Task to carry out:
Extract the full listing below without altering a single character.

— START OF Listed records —

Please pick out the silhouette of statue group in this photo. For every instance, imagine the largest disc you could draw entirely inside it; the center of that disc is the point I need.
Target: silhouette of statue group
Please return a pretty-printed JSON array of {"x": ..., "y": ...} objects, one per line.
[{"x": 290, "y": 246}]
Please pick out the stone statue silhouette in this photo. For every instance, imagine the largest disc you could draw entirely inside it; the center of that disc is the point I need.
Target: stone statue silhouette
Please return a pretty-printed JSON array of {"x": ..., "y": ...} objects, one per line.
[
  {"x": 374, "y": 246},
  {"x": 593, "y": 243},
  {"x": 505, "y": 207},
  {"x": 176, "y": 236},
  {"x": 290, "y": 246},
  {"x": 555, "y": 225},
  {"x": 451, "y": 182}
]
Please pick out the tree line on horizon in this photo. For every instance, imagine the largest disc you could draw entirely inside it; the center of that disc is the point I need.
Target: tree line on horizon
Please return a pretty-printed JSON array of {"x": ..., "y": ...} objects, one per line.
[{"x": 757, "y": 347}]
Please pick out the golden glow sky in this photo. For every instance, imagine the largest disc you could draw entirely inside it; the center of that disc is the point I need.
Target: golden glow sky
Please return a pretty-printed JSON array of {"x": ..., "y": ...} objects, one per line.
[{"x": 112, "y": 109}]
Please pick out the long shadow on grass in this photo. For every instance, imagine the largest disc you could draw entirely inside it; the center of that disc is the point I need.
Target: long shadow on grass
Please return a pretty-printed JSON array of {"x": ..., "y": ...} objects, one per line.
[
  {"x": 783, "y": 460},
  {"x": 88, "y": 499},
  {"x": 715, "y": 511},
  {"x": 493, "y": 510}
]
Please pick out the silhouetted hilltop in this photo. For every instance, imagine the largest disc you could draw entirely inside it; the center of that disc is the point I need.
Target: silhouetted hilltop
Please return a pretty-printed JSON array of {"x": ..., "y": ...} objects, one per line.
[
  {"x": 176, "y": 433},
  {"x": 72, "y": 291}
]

— END OF Listed records —

Response:
Please pick out the silhouette of statue group in this photo. For every instance, imagine the largest disc you could draw entirely inside it; the center of that disc is the point I need.
Target: silhouette of statue group
Please return a pretty-printed JSON array of {"x": ..., "y": ...} objects, one per line.
[{"x": 290, "y": 246}]
Please pick out the stone statue silhouette in this photo. For every instance, imagine the largest disc you could draw entirely inside it; the center of that disc is the point I need.
Target: stone statue silhouette
Please return a pretty-printed JSON array of {"x": ..., "y": ...} objects, one per line.
[
  {"x": 374, "y": 246},
  {"x": 593, "y": 243},
  {"x": 505, "y": 207},
  {"x": 176, "y": 236},
  {"x": 290, "y": 246},
  {"x": 555, "y": 225},
  {"x": 451, "y": 182}
]
Please pick out the tree line on horizon in this photo. For every instance, imagine the largest disc you could draw entirely inside it; the center of that disc is the point I need.
Target: tree line on horizon
Please return a pretty-printed JSON array of {"x": ..., "y": ...} objects, one per line.
[{"x": 757, "y": 347}]
Please pick out the golden glow sky in this photo. For every instance, imagine the largest disc you could draw entirely inside it; the center of that disc is the point I need.
Target: golden glow sky
Please return a pretty-printed JSON array of {"x": ..., "y": ...} objects, one per line.
[{"x": 112, "y": 109}]
Please pick out the long shadow on grass in this photo. For every instance, imagine the largest disc you could draw entirely inside it; the center of that disc is the point I need.
Target: long shadow on grass
Please return a pretty-printed JSON array of {"x": ..., "y": ...} objects, one per line.
[
  {"x": 783, "y": 460},
  {"x": 88, "y": 499},
  {"x": 715, "y": 511},
  {"x": 493, "y": 510}
]
Please pick out the silhouetted hilltop in this photo. For every instance, imagine the largest disc you could draw entirely inside it; the center of that disc is the point I need.
Target: silhouetted hilltop
Please return a pretty-printed JSON array of {"x": ..., "y": ...} objects, one per line.
[
  {"x": 176, "y": 433},
  {"x": 72, "y": 291}
]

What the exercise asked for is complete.